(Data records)
┌──

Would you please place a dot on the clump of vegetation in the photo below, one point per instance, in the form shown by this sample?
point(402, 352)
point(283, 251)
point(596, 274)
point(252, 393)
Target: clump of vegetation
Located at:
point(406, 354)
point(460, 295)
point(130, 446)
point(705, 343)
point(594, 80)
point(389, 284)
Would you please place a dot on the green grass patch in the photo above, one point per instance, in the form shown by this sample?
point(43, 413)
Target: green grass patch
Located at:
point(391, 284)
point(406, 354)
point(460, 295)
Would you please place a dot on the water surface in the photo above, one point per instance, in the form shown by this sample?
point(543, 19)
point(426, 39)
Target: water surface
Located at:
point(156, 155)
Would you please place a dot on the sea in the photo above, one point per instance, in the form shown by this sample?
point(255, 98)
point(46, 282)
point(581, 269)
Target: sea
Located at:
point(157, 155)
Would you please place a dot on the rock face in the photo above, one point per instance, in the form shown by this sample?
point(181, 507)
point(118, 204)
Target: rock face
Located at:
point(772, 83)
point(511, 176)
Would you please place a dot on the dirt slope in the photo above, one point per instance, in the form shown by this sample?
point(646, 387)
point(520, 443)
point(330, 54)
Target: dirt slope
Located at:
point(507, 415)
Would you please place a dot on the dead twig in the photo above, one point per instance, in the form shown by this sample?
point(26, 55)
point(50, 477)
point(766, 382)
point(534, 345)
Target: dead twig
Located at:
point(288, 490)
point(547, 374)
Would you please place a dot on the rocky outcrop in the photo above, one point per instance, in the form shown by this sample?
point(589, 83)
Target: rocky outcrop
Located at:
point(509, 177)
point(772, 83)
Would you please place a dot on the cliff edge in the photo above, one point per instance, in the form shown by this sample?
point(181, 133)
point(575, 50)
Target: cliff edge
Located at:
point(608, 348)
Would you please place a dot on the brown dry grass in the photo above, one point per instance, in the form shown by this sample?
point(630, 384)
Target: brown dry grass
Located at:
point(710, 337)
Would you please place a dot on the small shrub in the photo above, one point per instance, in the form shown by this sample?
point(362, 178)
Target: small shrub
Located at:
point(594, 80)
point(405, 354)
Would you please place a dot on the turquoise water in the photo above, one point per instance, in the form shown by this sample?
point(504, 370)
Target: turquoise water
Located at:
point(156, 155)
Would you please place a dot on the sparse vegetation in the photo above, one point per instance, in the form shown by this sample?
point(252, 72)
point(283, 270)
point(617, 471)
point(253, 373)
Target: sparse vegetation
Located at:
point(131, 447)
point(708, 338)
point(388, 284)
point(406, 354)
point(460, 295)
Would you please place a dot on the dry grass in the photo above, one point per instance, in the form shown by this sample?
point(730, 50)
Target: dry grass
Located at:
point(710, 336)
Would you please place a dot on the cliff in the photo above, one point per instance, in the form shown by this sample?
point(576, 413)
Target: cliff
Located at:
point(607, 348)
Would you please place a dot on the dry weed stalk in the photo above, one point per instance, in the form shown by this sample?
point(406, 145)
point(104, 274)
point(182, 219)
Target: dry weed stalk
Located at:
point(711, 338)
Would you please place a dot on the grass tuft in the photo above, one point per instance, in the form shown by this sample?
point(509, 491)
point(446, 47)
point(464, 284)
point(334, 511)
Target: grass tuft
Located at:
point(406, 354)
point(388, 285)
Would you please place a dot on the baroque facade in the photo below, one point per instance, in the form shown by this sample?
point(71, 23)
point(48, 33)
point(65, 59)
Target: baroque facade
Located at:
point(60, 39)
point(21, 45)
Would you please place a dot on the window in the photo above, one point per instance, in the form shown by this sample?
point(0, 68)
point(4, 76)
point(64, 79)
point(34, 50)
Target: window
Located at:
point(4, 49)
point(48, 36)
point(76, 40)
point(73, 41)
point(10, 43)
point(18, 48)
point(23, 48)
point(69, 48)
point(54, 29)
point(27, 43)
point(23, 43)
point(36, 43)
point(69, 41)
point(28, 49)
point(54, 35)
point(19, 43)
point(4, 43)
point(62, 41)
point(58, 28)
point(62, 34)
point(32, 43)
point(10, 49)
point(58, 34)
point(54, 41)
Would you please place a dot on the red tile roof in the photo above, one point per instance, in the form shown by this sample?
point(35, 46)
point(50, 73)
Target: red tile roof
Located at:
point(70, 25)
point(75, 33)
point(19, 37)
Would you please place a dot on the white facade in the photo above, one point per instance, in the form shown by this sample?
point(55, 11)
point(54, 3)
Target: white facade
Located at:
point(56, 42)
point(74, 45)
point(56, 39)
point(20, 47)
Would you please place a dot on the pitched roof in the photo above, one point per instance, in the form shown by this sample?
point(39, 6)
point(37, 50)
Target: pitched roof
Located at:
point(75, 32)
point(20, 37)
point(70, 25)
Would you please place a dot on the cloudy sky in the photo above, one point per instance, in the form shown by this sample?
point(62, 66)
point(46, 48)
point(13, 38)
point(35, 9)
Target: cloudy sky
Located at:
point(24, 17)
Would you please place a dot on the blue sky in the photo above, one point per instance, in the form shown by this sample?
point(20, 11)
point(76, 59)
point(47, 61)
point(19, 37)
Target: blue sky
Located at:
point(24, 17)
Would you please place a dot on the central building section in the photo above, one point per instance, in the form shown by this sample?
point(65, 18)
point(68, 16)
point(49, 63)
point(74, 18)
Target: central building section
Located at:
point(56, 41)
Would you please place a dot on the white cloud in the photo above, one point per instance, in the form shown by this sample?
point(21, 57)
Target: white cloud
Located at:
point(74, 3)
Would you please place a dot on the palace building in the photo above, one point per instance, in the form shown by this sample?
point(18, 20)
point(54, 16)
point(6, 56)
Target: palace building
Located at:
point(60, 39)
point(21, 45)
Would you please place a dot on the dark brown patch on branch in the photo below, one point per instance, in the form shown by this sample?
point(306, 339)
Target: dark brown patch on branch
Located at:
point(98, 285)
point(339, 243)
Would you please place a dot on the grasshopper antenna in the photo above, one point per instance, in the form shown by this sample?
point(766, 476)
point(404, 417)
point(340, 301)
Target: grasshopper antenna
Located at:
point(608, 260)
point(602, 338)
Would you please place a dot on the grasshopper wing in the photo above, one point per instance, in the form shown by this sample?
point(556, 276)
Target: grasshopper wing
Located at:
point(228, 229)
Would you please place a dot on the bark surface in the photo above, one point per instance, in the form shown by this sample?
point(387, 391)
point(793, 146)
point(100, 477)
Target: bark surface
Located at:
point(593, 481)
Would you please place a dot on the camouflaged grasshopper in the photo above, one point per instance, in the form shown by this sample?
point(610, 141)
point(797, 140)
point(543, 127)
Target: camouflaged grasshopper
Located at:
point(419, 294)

└──

WHAT IS NEEDED.
Look back at the entries above and repeat, unchanged, every line from the line holding "Would you please place a dot on the palace" through the line holding "point(766, 476)".

EXPECTED OUTPUT.
Would you please place a dot on the palace building in the photo above, one point per instance, in the form shown by this sample?
point(18, 20)
point(54, 16)
point(6, 56)
Target: palace building
Located at:
point(60, 39)
point(21, 45)
Would you please place a dot on the dark brown patch on branch in the photo below, one point per instance, in the form shown by this sample?
point(306, 339)
Target: dark brown patch on branch
Located at:
point(98, 285)
point(339, 243)
Would you please place a dot on the grasshopper antenna in the photo above, one point per instance, in the form shown by this sample?
point(766, 476)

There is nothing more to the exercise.